* **TASKS**
(A) In the article on national health insurance, how many Utahns are uninsured?
(B) Continue the article on national health insurance savings from where it ends.

* **PAGE EXTRACT**
--

Switching to government-run national health insurance -- from insurance by private companies - could save every Utahn $828 a year by the year 2000, two consumer-advocacy groups say.

But some Utah health-care officials disagree. They maintain the groups are oversimplifying the complex health-care cost problem in America.Citizen Action and Families United for Senior Action released a report this week saying $274 billion a year nationally could be saved by 2000 by a switch to national health care similar to systems in Western Europe and Canada.

Their study said the savings would come by reducing the administrative costs of private insurance and by capping - through law - the inflation rate of health expenditures to 6.6 percent annually - still above the general inflation rate but 2 percent below projected health-care inflation.

The switch and its lower costs would still manage to expand health care to those who are now uninsured or underinsured. (Some 37 million Americans are uninsured; 250,000 are Utahns.)

Of the projected potential savings of $274 billion nationally in 2000, the study said $1.4 billion of it would come in Utah, the study reported.

--

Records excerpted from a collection
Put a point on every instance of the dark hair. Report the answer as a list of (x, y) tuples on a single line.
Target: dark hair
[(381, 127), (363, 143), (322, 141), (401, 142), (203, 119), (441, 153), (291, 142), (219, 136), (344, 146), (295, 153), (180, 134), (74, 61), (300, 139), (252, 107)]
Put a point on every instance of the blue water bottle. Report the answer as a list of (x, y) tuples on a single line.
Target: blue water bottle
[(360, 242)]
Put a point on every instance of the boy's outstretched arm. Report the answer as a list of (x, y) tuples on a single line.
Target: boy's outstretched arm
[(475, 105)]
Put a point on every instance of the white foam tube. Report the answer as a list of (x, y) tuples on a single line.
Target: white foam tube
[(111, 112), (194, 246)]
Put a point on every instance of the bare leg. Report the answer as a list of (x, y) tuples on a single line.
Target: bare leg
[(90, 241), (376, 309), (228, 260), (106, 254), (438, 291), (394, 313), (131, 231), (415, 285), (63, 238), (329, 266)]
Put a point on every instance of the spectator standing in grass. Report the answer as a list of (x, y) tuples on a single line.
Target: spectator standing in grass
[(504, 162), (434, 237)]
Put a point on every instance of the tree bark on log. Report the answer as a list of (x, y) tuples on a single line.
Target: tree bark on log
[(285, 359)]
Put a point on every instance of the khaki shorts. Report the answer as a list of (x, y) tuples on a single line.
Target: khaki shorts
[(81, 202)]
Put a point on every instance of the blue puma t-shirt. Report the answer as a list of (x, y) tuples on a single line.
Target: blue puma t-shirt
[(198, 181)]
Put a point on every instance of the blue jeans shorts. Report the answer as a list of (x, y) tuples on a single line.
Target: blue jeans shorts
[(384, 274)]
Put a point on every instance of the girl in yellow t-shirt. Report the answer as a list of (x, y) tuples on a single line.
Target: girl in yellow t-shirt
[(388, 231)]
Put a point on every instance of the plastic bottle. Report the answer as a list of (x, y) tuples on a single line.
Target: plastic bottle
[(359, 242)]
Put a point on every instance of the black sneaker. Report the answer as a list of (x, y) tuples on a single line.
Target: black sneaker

--

* **ANSWERS BY TASK**
(A) 250,000

(B)
Without national care, the study projected, total health-care bills in Utah would grow from $3.09 billion this year to $7.49 billion in 2000. With nationalized health care, the study predicts, cost could be held to $6.06 billion.

The study also said if the switch to national health care were made today, it would cut Utah's total health-care cost of $3.09 billion this year to $2.96 billion - for a savings of $73 for every Utahn.

"This study demonstrates why we desperately need a national health-care plan," said Citizen Action Vice President Robert M. Brandon. "It demonstrates the need for cost containment and for eliminating the inefficiency of private health insurance. . .. The time has come to get rid of an antiquated, inequitable system that delivers rhinestone health care at gemstone prices."

Michael J Stapley, vice president of Deseret Mutual Benefit Association, insists the groups' statements are an oversimplification of the health-care cost problem in America.

"The problem is multifaceted. It is true that health insurance and related administrative expenses are a component part of the problem," Stapley said. "However, to imply that such expenses are the major reason for higher expenses in America is a gross exaggeration. Our own direct administrative expenses are less than 8 percent of total premium."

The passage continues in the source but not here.